• Short task A
According to the text on running calculations on a cluster, which two batch systems are currently used on bwHPC clusters?

• Quoted text

________________________

Running calculations on cluster.svg

On your desktop computer, you start your calculations and they start immediately, run until they are finished, then your desktop does mostly nothing, until you start another calculation. A compute cluster has several hundred, maybe a thousand computers (compute nodes), all of them are busy most of the time and many people want to run a great number of calculations. So running your job has to include some extra steps:

  1. prepare a script (usually a shell script), with all the commands that are necessary to run your calculation from start to finish. In addition to the commands necessary to run the calculation, this batch script has a header section, in which you specify details like required compute cores, estimated runtime, memory requirements, disk space needed, etc.
  2. Submit the script into a queue, where your job (calculation)
  3. Job is queued and waits in row with other compute jobs until the resources you requested in the header become available.
  4. Execution: Once your job reaches the front of the queue, your script is executed on a compute node. Your calculation runs on that node until it is finished or reaches the specified time limit.
  5. Save results: At the end of your script, include commands to save the calculation results back to your home directory.

There are two types of batch systems currently used on bwHPC clusters, called "Moab" (legacy installs) and "Slurm".

Link to Batch System per Cluster

Because of differences in configuration (partly due to different available hardware), each cluster has their own batch system documention:

Attention.svg

Scientific software installed on the bwHPC Clusters often comes with simple example jobs (job script and input files). See Software Modules on how to load examples.

How to Use Computing Ressources Efficiently

When you are running your calculations, you will have to decide on how many compute-cores your calculation will be simultaneously calculated. For this, your computational problem will have to be divided into pieces, which always causes some overhead.

How to find a reasonable number of how many compute cores to use for your calculation can be found under Scaling

Information regarding the supported parallel programming paradigms and specific hints on their usage are summarized at Parallel_Programming

Running calculations on an HPC node consumes a lot of energy. To make the most of the available resources and keep cluster and energy use as efficient as possible please also see our advice for Energy Efficient Cluster Usage

HPC Glossary

A short definition of the typical elements of an HPC cluster.

Batch System // Job Scheduler // Batch Scheduler
The software that distributes the compute Jobs of the users on the available resources (compute nodes).
Core
The physical unit that can independently execute the instructions of a program on a CPU. Modern CPUs generally have multiple cores.
CPU
Central Processing Unit. It performs the actual computation in a compute node. A modern CPU is composed of numerous cores and layers of cache.
GPU
Graphics Processing Unit. GPUs in HPC clusters are used as high-performance accelerators and are particularly useful to process workloads in Machine Learning (ML) and Artificial Intelligence (AI) more efficiently. The software has to be explicitly designed to use GPUs. CUDA and OpenACC are the most popular platforms in scientific computing with GPUs.

________________________

• Supplied material
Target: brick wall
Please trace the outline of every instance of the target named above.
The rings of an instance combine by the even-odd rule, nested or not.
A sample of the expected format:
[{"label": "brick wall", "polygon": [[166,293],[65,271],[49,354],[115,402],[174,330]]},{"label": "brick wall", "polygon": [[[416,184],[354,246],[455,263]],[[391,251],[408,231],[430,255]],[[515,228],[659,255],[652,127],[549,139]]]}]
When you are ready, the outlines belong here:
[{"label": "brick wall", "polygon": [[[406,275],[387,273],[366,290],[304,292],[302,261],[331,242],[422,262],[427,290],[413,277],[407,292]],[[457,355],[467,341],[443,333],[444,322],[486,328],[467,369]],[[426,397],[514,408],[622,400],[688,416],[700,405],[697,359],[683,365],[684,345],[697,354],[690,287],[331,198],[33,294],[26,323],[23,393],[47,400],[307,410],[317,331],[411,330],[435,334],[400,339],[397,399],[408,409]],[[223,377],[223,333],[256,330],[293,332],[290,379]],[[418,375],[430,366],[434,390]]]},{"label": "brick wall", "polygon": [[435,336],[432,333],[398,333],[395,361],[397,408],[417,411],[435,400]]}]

________________________

• Short task B
Write out the listing word for word, from its first line through the line containing "When you are", both included.

• Correct result A
Moab (for legacy installs) and Slurm.

• Correct result B
Target: brick wall
Please trace the outline of every instance of the target named above.
The rings of an instance combine by the even-odd rule, nested or not.
A sample of the expected format:
[{"label": "brick wall", "polygon": [[166,293],[65,271],[49,354],[115,402],[174,330]]},{"label": "brick wall", "polygon": [[[416,184],[354,246],[455,263]],[[391,251],[408,231],[430,255]],[[515,228],[659,255],[652,127],[549,139]]]}]
When you are ready, the outlines belong here:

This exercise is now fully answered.